[Items listed in a dataset]
---*---

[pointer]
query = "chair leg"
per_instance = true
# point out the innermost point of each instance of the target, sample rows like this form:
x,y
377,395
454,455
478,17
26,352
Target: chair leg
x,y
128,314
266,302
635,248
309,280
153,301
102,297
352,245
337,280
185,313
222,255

---*---

## Problem description
Please copy every row above word for word, leaving nothing out and changing nothing.

## Final answer
[pointer]
query = "chair leg"
per_instance = true
# point out the innermost point of each instance of the target, sample rows like this form:
x,y
377,395
454,455
478,17
26,352
Target: chair leg
x,y
128,314
266,302
635,248
309,280
153,301
102,297
352,245
337,280
185,313
222,255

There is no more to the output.